- Problem
Copy out each of the rows below, switching "target to locate" to "object to find" wherever it occurs and keeping every other word the same.

Records from a collection
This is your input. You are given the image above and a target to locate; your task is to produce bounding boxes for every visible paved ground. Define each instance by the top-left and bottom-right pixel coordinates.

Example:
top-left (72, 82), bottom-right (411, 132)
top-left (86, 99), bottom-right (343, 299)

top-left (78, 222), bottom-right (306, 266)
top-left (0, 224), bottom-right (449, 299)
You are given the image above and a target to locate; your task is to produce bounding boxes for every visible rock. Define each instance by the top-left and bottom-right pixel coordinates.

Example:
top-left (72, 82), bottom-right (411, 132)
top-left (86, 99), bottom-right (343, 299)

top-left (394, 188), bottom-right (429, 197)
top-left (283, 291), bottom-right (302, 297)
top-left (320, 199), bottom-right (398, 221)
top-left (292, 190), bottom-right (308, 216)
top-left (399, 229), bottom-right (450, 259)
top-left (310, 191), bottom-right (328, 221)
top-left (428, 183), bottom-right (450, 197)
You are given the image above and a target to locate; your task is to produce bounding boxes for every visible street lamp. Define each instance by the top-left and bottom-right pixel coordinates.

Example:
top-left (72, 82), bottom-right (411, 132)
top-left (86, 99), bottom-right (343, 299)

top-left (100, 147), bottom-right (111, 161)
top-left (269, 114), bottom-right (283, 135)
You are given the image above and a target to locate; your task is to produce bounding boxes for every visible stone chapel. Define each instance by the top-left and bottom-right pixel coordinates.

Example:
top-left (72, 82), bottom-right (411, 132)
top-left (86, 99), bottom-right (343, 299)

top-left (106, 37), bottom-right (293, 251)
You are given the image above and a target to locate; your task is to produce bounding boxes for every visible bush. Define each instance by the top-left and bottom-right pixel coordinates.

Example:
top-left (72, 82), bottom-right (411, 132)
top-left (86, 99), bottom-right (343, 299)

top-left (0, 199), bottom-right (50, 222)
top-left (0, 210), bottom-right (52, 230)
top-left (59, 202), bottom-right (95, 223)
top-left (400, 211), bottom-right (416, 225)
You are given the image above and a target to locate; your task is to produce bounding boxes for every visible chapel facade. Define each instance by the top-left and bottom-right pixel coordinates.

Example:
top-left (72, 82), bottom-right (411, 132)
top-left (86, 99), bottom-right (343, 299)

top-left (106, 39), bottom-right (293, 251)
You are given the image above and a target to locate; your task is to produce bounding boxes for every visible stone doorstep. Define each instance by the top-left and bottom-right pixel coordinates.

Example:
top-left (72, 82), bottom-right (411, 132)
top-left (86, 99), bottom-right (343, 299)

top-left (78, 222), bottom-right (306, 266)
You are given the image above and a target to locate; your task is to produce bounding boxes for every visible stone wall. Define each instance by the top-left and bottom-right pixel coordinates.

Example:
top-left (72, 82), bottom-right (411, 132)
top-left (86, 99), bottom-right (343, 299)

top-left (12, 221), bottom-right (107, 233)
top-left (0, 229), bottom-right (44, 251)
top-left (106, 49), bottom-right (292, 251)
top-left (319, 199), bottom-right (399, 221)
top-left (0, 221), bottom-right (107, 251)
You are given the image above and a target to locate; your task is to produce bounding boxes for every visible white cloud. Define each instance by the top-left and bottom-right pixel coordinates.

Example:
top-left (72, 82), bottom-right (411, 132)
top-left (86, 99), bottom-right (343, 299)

- Result for this task
This is your input. You are given the image above and a object to find; your task is to produce bounding boxes for every visible paved ground. Define each instance by the top-left and bottom-right pixel coordinates.

Example:
top-left (72, 82), bottom-right (411, 132)
top-left (86, 99), bottom-right (343, 299)

top-left (78, 222), bottom-right (306, 266)
top-left (0, 224), bottom-right (449, 299)
You are given the image above and a object to find; your task is to produce bounding boxes for every visible rock. Define each instance by the top-left and bottom-right pixel coordinates.

Example:
top-left (72, 82), bottom-right (411, 132)
top-left (86, 99), bottom-right (343, 299)

top-left (394, 188), bottom-right (429, 197)
top-left (283, 291), bottom-right (302, 297)
top-left (320, 199), bottom-right (398, 221)
top-left (292, 190), bottom-right (308, 216)
top-left (399, 229), bottom-right (450, 259)
top-left (310, 191), bottom-right (328, 221)
top-left (428, 183), bottom-right (450, 197)
You are given the image above and a object to find; your task is to produce bounding boxes for every visible street lamp. Define each instance by the top-left and bottom-right pixel coordinates.

Example:
top-left (72, 82), bottom-right (411, 132)
top-left (86, 99), bottom-right (343, 299)

top-left (100, 147), bottom-right (111, 161)
top-left (269, 114), bottom-right (283, 135)
You are given the image above and a object to find; your task is to produce bounding boxes for every visible stone chapel. Define each instance by the top-left and bottom-right pixel coordinates.

Example:
top-left (72, 82), bottom-right (411, 132)
top-left (86, 99), bottom-right (343, 299)

top-left (106, 37), bottom-right (293, 251)
You are given the image above and a object to find; your task is to produce bounding boxes for every visible bush. Define each instance by the top-left and bottom-right pixel coordinates.

Example:
top-left (72, 82), bottom-right (411, 132)
top-left (86, 99), bottom-right (343, 299)

top-left (0, 199), bottom-right (50, 222)
top-left (0, 210), bottom-right (52, 230)
top-left (59, 202), bottom-right (95, 223)
top-left (400, 211), bottom-right (416, 225)
You are given the image above and a object to find; your task is to produce bounding boxes for every visible chapel facade. Define each instance by the top-left and bottom-right pixel coordinates.

Example:
top-left (72, 82), bottom-right (411, 132)
top-left (86, 99), bottom-right (343, 299)

top-left (106, 39), bottom-right (293, 251)
You are given the image above and a object to find; your task is to produce bounding boxes for every visible stone doorstep. Define each instance by the top-left and bottom-right pixel coordinates.

Example:
top-left (72, 82), bottom-right (411, 132)
top-left (86, 99), bottom-right (343, 299)

top-left (78, 222), bottom-right (306, 266)
You are given the image above and a object to find; your task is to produce bounding boxes for every visible stone wall. Define each instance by the top-left and bottom-right pixel coordinates.

Example:
top-left (72, 82), bottom-right (411, 132)
top-left (86, 99), bottom-right (343, 299)

top-left (12, 221), bottom-right (107, 233)
top-left (0, 229), bottom-right (44, 251)
top-left (106, 49), bottom-right (292, 251)
top-left (319, 199), bottom-right (399, 221)
top-left (0, 221), bottom-right (107, 251)
You are given the image above and a object to find; your task is to produce bounding boxes for every visible white cloud. Define each instance by the top-left and bottom-right pixel coordinates.

Example:
top-left (72, 82), bottom-right (411, 132)
top-left (86, 99), bottom-right (343, 299)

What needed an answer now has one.